▶ _Bronfragment_
"""

Ik zag een politieauto achter mij. Toen moest ik blazen. Ze roken wiet. Toen gingen ze de auto doorzoeken. Er lag een politiejas met daarin een wapen.
Ik was met een maatje van me, die in de auto zat.
Alvorens ik aangehouden werd ben ik in Houten geweest. Twee of drie keer in de week rij ik in de auto. Als ik de auto mag lenen.
De vrouw op wiens naam de auto staat betaalt de verzekering en belasting van de auto.
In de auto werden een paar pakjes coke die van mij waren aangetroffen.
Een wapenstok lag volgens mij naast mij.
Een ploertendoder had ik er ook in liggen."
2.3.1.
Het proces-verbaal van de terechtzitting in hoger beroep houdt, voor zover hier van belang, in als aldaar afgelegde verklaring van de verdachte:
"Ik had de auto geleend, ik heb hem bij de eigenaresse opgehaald. Medeverdachte [betrokkene] heb ik twee keer opgehaald, hij had namelijk nog een afspraak tussendoor. Ik heb hem bij zijn afspraak afgezet en vervolgens heb ik hem weer opgehaald. Bij de tweede keer dat ik hem ophaalde had hij de politiejas aan. Ik was de bestuurder van de auto. Ik heb niet gezien dat het een politiejas was. Hij deed zijn jas uit voordat hij instapte. Hij heeft de jas toen niet op de achterbank maar achter de bestuurdersstoel gelegd. Hiervoor heb ik mijn stoel naar voren geschoven. Het klopt dat dit een ingewikkelde manier is om de jas achter mijn stoel neer te leggen. Ik weet ook niet waarom het zo ging. Ik heb daar verder niet bij stilgestaan omdat ik met de auto bezig was. Hoe het wapen erin terecht is gekomen weet ik daarom ook niet. Ik heb in eerste instantie ook tegen de politie gezegd dat ze bij [betrokkene] moesten zijn. Ik heb deze verklaring weer ingetrokken omdat ik geen 'snitch' wilde zijn maar nu blijkt dat hij is vrijgesproken. De ploertendoder heb ik zien liggen in de auto maar deze is niet van mij. Die moet door medeverdachte [betrokkene] in de auto zijn gelegd. De ploertendoder zou ook van de zoon van de eigenaresse van de auto kunnen zijn. De bivakmuts in het portier aan de bestuurderskant is van mij, die gebruik ik bij het motorrijden. De gummiknuppel lag ter bescherming in de auto. Ik geef toe dat de cocaïne van mij was. Dit geldt ook voor de wapenstok maar de rest was niet van mij. Het klopt dat er een doorgeladen vuurwapen is gevonden en dat er hennepresten op mijn trui zaten.

"""

▶ _Uittreksels uit records_
"""

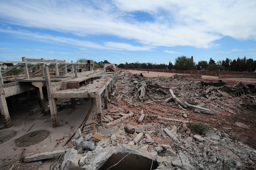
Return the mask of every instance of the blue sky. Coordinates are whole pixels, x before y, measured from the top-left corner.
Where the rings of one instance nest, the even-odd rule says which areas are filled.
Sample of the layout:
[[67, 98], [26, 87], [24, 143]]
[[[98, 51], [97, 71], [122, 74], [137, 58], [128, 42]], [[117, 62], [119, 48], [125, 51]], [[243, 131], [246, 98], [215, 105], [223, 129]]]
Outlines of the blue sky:
[[0, 61], [256, 60], [256, 1], [4, 0]]

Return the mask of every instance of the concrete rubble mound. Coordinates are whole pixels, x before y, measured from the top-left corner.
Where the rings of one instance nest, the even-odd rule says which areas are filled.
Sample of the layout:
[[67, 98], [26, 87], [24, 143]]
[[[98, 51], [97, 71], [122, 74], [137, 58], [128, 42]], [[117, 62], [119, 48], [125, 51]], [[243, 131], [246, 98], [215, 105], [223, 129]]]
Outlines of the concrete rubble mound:
[[[65, 154], [60, 169], [111, 170], [118, 164], [137, 169], [132, 166], [136, 166], [133, 165], [135, 162], [126, 160], [128, 155], [141, 156], [142, 164], [144, 160], [151, 160], [155, 166], [147, 163], [143, 167], [148, 165], [150, 168], [145, 169], [256, 168], [255, 150], [233, 141], [222, 130], [193, 131], [190, 125], [194, 122], [188, 116], [191, 115], [188, 111], [209, 116], [224, 111], [235, 114], [232, 110], [248, 102], [248, 98], [250, 103], [255, 104], [255, 86], [241, 82], [230, 86], [222, 81], [208, 83], [179, 77], [147, 78], [126, 71], [120, 73], [119, 78], [110, 101], [112, 105], [102, 113], [106, 125], [114, 122], [101, 127], [100, 131], [107, 132], [106, 137], [96, 141], [91, 135], [86, 139], [81, 135], [76, 139], [80, 141], [79, 145], [73, 143], [76, 150], [69, 149]], [[216, 100], [238, 97], [230, 108], [222, 107]], [[215, 104], [210, 103], [212, 101]], [[155, 102], [165, 107], [154, 109]], [[169, 109], [171, 108], [175, 110]], [[126, 126], [129, 129], [124, 129]], [[107, 133], [110, 127], [111, 132]], [[132, 133], [129, 133], [131, 129]], [[119, 157], [115, 157], [114, 163], [111, 160], [117, 155]]]

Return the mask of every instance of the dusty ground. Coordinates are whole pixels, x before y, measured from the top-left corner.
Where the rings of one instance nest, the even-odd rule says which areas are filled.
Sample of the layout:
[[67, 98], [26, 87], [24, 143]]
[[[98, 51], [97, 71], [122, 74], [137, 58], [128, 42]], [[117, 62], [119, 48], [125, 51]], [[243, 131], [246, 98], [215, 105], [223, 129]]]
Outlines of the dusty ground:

"""

▶ _Opdracht_
Geef uit de verklaring van de verdachte letterlijk het stuk terug van "Ik zag een politieauto" tot en met "belasting van de auto.".

▶ _Antwoord_
Ik zag een politieauto achter mij. Toen moest ik blazen. Ze roken wiet. Toen gingen ze de auto doorzoeken. Er lag een politiejas met daarin een wapen.
Ik was met een maatje van me, die in de auto zat.
Alvorens ik aangehouden werd ben ik in Houten geweest. Twee of drie keer in de week rij ik in de auto. Als ik de auto mag lenen.
De vrouw op wiens naam de auto staat betaalt de verzekering en belasting van de auto.